Tarea a realizar
Enumera todas las líneas del material que contienen la palabra "could" y copia cada una completa.

Datos del ejercicio
════════
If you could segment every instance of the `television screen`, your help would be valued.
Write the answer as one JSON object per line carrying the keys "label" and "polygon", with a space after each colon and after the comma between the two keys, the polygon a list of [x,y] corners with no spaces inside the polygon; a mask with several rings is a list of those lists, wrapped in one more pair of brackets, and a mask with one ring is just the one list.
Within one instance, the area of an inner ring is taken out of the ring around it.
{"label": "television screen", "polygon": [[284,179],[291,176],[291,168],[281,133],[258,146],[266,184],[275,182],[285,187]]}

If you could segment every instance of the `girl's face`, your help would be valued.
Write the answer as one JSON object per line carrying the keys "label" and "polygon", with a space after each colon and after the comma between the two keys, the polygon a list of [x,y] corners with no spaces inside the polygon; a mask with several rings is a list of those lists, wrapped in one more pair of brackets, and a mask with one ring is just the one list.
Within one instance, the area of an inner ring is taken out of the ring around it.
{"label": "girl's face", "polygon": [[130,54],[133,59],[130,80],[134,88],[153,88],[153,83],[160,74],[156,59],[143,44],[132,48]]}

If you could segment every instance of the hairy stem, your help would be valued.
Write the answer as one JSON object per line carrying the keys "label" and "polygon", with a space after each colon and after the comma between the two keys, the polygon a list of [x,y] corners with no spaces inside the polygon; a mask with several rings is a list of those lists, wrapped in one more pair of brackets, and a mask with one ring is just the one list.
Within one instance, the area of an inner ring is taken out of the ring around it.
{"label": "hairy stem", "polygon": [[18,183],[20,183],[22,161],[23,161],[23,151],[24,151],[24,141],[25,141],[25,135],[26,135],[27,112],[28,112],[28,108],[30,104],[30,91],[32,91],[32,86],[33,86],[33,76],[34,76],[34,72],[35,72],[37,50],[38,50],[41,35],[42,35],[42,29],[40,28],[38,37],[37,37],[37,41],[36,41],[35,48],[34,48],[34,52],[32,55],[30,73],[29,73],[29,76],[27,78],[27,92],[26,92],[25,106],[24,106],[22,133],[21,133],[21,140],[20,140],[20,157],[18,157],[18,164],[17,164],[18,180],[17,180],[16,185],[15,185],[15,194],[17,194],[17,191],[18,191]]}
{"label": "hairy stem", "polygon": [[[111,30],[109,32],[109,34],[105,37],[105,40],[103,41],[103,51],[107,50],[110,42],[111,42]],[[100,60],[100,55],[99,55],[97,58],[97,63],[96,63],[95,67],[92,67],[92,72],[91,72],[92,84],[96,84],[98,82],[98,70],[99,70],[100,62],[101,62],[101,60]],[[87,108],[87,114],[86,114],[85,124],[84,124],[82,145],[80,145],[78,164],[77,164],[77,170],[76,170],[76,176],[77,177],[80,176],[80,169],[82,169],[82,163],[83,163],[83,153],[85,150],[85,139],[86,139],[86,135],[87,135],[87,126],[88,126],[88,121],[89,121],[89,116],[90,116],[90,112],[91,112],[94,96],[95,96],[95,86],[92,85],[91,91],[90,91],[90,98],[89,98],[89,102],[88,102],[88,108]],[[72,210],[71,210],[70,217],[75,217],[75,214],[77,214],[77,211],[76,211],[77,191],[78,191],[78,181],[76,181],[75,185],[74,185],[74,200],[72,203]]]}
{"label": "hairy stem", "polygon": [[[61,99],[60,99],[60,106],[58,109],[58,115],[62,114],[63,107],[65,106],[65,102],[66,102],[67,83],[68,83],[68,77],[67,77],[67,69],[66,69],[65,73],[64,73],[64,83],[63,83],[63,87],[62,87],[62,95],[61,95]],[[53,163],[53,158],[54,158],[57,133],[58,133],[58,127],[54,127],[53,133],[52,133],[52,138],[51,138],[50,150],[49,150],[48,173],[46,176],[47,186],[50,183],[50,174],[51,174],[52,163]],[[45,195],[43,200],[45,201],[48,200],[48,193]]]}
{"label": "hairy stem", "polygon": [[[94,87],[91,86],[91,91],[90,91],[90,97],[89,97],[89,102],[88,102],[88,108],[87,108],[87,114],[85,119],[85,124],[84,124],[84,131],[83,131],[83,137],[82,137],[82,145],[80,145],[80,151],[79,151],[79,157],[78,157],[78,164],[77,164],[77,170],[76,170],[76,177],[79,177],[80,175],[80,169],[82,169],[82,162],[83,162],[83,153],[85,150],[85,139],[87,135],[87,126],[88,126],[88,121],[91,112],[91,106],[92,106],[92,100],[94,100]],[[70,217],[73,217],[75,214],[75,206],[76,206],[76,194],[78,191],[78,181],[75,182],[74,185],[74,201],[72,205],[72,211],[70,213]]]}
════════
Ejercicio resuelto
If you could segment every instance of the `television screen`, your help would be valued.
If you could segment every instance of the `girl's face`, your help would be valued.
If you could segment every instance of the hairy stem, your help would be valued.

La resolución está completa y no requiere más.